Entries taken from a collection
::::::

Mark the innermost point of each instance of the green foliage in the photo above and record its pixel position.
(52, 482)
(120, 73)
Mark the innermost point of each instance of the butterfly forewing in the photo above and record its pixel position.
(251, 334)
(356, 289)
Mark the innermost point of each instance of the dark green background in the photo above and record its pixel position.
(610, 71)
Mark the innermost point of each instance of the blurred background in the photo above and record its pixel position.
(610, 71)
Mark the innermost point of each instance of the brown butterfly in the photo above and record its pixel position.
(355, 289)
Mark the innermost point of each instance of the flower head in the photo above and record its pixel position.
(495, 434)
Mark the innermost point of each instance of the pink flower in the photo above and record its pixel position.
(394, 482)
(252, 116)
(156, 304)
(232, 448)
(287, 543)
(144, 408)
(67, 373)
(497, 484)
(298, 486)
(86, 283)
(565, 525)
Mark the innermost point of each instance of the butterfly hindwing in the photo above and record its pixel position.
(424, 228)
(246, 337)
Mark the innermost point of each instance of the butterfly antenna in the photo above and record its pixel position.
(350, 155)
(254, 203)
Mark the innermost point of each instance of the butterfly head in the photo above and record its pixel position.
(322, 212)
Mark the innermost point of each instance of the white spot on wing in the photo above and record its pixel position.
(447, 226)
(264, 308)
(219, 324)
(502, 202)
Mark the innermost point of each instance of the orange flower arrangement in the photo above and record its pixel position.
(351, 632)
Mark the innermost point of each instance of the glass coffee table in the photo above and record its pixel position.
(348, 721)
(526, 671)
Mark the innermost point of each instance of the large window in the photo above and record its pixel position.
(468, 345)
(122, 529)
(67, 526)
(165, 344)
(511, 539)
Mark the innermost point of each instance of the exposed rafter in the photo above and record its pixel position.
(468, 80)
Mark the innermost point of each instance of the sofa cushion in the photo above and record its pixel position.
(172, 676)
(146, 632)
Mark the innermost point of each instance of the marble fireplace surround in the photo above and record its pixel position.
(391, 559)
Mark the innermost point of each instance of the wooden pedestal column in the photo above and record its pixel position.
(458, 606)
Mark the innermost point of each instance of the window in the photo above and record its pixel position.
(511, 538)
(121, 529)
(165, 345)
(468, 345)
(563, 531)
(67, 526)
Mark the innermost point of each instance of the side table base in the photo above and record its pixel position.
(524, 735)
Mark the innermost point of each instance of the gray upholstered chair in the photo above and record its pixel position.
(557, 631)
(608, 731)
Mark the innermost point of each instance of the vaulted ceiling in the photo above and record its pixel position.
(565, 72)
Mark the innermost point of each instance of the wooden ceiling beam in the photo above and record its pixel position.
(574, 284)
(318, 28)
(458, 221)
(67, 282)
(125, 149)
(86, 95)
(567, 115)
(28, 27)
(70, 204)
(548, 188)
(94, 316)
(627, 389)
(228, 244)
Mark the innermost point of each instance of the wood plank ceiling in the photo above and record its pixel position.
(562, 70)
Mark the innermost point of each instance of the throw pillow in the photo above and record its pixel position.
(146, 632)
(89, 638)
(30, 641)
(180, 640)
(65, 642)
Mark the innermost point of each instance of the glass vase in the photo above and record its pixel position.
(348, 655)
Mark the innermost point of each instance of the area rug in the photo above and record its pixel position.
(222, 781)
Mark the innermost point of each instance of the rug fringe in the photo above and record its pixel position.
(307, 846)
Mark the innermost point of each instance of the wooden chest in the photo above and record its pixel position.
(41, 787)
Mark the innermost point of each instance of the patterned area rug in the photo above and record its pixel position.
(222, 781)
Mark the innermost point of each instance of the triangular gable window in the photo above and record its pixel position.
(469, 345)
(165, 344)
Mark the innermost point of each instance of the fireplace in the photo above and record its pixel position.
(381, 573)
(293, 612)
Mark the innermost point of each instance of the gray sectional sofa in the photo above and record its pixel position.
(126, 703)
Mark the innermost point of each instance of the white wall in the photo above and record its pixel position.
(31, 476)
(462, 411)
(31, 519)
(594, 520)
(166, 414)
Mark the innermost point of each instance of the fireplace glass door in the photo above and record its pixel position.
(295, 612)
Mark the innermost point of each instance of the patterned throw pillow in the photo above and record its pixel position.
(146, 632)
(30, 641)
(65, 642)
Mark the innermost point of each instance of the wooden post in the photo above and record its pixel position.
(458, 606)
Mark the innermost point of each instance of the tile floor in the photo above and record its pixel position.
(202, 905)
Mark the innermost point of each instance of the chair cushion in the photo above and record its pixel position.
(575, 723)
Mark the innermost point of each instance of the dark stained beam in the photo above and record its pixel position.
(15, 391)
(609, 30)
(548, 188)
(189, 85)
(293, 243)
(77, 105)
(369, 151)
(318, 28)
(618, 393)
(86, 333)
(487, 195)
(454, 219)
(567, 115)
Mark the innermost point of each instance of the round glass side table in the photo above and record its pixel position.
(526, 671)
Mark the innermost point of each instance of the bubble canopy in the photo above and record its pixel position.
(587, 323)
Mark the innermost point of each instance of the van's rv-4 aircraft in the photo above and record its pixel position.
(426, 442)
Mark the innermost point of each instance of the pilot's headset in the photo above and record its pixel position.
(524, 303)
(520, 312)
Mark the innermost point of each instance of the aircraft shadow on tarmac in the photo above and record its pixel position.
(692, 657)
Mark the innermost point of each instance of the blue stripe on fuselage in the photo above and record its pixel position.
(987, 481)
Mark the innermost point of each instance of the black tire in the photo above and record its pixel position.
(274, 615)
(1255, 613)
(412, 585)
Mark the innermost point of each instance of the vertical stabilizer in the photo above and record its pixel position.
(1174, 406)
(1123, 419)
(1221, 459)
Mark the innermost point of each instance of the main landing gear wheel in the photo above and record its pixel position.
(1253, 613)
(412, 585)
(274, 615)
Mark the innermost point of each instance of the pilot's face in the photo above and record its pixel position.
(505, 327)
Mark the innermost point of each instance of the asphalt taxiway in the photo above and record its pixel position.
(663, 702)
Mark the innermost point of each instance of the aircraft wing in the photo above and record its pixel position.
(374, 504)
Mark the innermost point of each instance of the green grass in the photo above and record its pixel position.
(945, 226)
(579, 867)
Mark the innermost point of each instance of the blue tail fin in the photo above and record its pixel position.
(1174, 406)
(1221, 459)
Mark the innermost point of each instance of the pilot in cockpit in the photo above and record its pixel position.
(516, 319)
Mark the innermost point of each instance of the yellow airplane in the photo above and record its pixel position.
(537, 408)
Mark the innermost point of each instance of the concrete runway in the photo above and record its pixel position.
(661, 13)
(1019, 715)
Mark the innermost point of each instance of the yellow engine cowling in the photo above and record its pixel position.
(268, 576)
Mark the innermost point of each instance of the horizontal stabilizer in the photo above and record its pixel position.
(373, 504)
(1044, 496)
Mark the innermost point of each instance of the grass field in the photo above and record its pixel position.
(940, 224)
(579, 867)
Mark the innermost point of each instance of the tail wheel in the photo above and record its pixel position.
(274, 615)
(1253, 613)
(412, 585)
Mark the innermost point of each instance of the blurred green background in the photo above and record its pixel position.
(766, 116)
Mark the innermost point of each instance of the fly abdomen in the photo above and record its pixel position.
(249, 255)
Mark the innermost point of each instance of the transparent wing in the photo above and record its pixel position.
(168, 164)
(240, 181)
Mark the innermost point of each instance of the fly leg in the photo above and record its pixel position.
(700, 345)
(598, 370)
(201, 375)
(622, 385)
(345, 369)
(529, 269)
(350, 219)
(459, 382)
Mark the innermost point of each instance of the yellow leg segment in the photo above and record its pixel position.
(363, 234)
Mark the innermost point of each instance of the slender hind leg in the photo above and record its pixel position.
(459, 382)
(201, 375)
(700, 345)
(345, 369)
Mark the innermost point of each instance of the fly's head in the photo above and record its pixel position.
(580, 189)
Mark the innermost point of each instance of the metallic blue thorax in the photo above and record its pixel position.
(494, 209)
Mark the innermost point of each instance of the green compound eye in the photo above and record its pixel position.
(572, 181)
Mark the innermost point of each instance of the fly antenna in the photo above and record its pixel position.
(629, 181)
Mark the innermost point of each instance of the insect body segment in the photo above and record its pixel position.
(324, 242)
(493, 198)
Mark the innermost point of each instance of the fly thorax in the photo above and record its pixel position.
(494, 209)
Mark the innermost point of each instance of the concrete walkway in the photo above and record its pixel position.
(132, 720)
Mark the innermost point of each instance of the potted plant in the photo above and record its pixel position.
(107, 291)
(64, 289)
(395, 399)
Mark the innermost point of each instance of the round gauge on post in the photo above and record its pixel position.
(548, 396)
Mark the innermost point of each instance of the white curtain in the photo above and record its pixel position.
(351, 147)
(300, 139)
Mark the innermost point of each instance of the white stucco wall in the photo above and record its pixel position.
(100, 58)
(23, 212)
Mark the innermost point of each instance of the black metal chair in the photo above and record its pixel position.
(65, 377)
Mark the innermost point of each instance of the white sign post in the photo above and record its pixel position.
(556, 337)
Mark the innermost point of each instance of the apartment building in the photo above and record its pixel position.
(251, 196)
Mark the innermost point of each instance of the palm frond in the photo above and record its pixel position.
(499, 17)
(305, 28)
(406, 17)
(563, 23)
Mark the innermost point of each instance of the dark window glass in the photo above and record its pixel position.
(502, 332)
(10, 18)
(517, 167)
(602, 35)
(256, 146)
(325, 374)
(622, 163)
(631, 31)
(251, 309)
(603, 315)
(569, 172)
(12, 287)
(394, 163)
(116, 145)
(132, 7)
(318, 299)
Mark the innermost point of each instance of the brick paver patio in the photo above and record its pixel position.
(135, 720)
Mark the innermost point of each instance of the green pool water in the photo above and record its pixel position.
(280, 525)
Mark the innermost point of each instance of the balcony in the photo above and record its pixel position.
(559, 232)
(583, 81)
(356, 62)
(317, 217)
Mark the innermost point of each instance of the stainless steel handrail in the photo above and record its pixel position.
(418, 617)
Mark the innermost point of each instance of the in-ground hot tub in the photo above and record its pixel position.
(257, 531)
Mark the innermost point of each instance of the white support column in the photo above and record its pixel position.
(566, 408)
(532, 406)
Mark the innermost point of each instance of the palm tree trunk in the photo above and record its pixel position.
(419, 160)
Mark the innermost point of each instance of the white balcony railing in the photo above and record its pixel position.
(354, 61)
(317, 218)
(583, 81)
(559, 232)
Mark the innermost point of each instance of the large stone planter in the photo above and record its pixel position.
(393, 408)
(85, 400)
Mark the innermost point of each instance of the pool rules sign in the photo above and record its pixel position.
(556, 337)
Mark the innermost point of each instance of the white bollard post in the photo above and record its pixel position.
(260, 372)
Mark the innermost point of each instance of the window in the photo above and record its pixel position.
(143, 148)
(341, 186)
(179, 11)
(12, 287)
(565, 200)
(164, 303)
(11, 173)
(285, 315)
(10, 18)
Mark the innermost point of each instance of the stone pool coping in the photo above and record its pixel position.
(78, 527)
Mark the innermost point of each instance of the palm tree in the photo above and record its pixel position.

::::::

Task prompt: Begin with the line that contains "Mark the innermost point of each instance of the green pool" and quote each line after it exactly, stopping after the last line of the data.

Task result:
Mark the innermost point of each instance of the green pool water in the photo above and record its pixel position.
(280, 525)
Mark the innermost point of each instance of the balcony in the photo above and record its pixel position.
(559, 232)
(583, 81)
(356, 62)
(317, 217)
Mark the innermost point of each instance of the stainless steel handrail in the photo above and record its pixel position.
(418, 617)
Mark the innermost point of each instance of the in-ground hot tub in the photo above and record its pixel position.
(257, 531)
Mark the innermost point of each instance of the white support column in the photo above and record its pixel position.
(566, 408)
(532, 406)
Mark the innermost point of each instance of the palm tree trunk in the photo above and record its pixel position.
(419, 160)
Mark the innermost point of each instance of the white balcony railing in the photo above and record its pixel position.
(354, 61)
(317, 218)
(583, 81)
(559, 232)
Mark the innermost point of each instance of the large stone planter in the photo above and record its pixel position.
(393, 408)
(85, 400)
Mark the innermost point of each instance of the pool rules sign in the photo above and record its pixel position.
(556, 337)
Mark the innermost point of each instance of the white bollard post in the photo above and record its pixel position.
(260, 372)
Mark the innermost point of each instance of the window in the photo above and record its pixel position.
(143, 148)
(341, 186)
(179, 11)
(12, 287)
(565, 200)
(164, 303)
(11, 173)
(285, 315)
(10, 18)
Mark the innermost point of each instance of the stone pool coping in the photo above and record its pixel position.
(78, 527)
Mark the innermost point of each instance of the palm tree in the photo above and record its pixel position.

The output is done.